**Page excerpt**

* * *

· 8 min read ·

The Hidden Cost of Crossing a Cache Line: x86 Split Locks Explained

Source: lobsters

When you use std::atomic or reach for a LOCK-prefixed instruction in hand-written assembly, you probably expect the hardware to handle the details quietly. On x86-64, it usually does. But there is a specific case where it does not: when the target memory address straddles a 64-byte cache line boundary. That is a split lock, and it is one of those architectural quirks that sits quietly in production systems, occasionally causing mysterious latency spikes, and occasionally getting weaponized in virtualized environments.

The Chips and Cheese investigation into split locks puts concrete numbers on what the hardware actually does, and the results are striking enough to be worth unpacking in depth.

What Cache Locking Actually Means

To understand split locks, you need to understand what normally happens when a CPU executes a LOCK ADD [rax], eax.

* * *

**Source excerpt**
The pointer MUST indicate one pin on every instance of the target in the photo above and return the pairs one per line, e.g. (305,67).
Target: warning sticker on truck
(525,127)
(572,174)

* * *

**Task list**
**1.** Answer these from the split locks article:
(a) What memory boundary does a target address straddle in a split lock?
(b) Whose investigation does the split locks article say puts concrete numbers on what the hardware does?
(c) What instruction does the split locks article name when it begins to explain what a CPU normally does?
**2.** Reproduce the passage of the split locks article starting at "When you use" and ending at "ADD [rax], eax.".
**3.** Take the split locks article further from the point where it stops.

**Expected results**
**1.**
(a) A 64-byte cache line boundary.
(b) Chips and Cheese.
(c) LOCK ADD [rax], eax.

**2.**
When you use std::atomic or reach for a LOCK-prefixed instruction in hand-written assembly, you probably expect the hardware to handle the details quietly. On x86-64, it usually does. But there is a specific case where it does not: when the target memory address straddles a 64-byte cache line boundary. That is a split lock, and it is one of those architectural quirks that sits quietly in production systems, occasionally causing mysterious latency spikes, and occasionally getting weaponized in virtualized environments.

The Chips and Cheese investigation into split locks puts concrete numbers on what the hardware actually does, and the results are striking enough to be worth unpacking in depth.

What Cache Locking Actually Means

To understand split locks, you need to understand what normally happens when a CPU executes a LOCK ADD [rax], eax.

**3.**
Since the Pentium Pro (P6) in 1995, x86 processors have supported cache locking. If the target memory address is cached in the L1 data cache, and the operation is entirely contained within a single cache line, the processor does not need to assert any external bus signal. Instead, it uses the MESI cache coherence protocol: the cache line transitions to Modified or Exclusive state on the locking core, other cores’ snoop requests stall briefly, the operation completes, and nobody outside the local cache hierarchy ever knows it happened. The cost is roughly comparable to a cache-hit load: somewhere between 10 and 40 cycles depending on microarchitecture and coherency state.

This is documented in the Intel Software Developer’s Manual, Volume 3A, Section 8.1.4:

“For the P6 and more recent processor families, if the area of memory being locked during a LOCK operation is cached in the processor that is performing the LOCK operation as write-back memory and is completely contained within a cache line, the processor may not assert the LOCK# signal on the bus.”

The operative phrase is “completely contained within a cache line.” When an operation crosses a boundary, that guarantee evaporates.

What Happens When You Cross the Boundary

Consider a 4-byte atomic add targeting address 0x3E (decimal 62). The operation reads and writes bytes 62 through 65. On a 64-byte cache line layout, byte 63 is the last byte of one line and byte 64 is the first byte of the next. No single cache line can contain both bytes 62 and 65; the operation spans two.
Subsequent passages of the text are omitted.